> _Work to do_
Print the material below word for word, keeping every line as it is.

> _Dataset entries_
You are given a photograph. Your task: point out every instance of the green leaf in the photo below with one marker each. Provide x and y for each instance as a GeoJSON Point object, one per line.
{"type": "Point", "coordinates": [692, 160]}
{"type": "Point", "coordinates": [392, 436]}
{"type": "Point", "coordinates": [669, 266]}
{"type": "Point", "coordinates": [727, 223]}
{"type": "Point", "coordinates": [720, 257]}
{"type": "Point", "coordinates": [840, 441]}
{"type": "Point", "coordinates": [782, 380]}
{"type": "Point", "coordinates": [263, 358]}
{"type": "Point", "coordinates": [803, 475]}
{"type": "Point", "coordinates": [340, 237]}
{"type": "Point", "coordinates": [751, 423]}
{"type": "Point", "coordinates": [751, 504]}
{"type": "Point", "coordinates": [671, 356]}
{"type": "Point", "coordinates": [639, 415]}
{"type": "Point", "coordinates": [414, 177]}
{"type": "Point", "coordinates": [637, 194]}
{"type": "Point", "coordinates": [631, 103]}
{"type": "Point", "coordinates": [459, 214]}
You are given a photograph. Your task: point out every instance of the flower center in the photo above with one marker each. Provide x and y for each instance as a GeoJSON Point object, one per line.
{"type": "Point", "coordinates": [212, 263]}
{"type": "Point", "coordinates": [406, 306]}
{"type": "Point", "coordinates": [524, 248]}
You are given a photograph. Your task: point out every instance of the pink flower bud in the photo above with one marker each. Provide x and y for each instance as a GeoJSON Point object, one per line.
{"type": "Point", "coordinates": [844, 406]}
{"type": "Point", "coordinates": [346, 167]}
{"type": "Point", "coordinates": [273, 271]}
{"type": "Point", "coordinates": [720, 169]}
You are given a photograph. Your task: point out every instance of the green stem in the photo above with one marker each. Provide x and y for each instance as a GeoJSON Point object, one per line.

> _Final result_
You are given a photograph. Your task: point out every instance of the green leaf in the photo below with one marker each. Provide x and y for each instance as a GeoJSON Point object, one per line.
{"type": "Point", "coordinates": [692, 160]}
{"type": "Point", "coordinates": [392, 436]}
{"type": "Point", "coordinates": [669, 266]}
{"type": "Point", "coordinates": [727, 223]}
{"type": "Point", "coordinates": [720, 257]}
{"type": "Point", "coordinates": [840, 441]}
{"type": "Point", "coordinates": [782, 380]}
{"type": "Point", "coordinates": [263, 358]}
{"type": "Point", "coordinates": [803, 475]}
{"type": "Point", "coordinates": [340, 237]}
{"type": "Point", "coordinates": [751, 423]}
{"type": "Point", "coordinates": [751, 504]}
{"type": "Point", "coordinates": [671, 356]}
{"type": "Point", "coordinates": [639, 415]}
{"type": "Point", "coordinates": [414, 177]}
{"type": "Point", "coordinates": [637, 194]}
{"type": "Point", "coordinates": [631, 103]}
{"type": "Point", "coordinates": [459, 214]}
You are given a photograph. Your task: point out every instance of the flower center in the photo above with one marker each. Provide x and y for each instance as a GeoJSON Point object, one per line.
{"type": "Point", "coordinates": [212, 263]}
{"type": "Point", "coordinates": [406, 306]}
{"type": "Point", "coordinates": [524, 248]}
You are given a photograph. Your task: point out every instance of the pink flower bud in the photo above with one marker each. Provide x and y for each instance as a GeoJSON Point object, one per line.
{"type": "Point", "coordinates": [844, 406]}
{"type": "Point", "coordinates": [346, 167]}
{"type": "Point", "coordinates": [273, 271]}
{"type": "Point", "coordinates": [720, 169]}
You are given a photograph. Your task: point out every instance of the green stem in the photo above with one marker each. Provide x and y for each instance as a GeoJSON Point object, one per line.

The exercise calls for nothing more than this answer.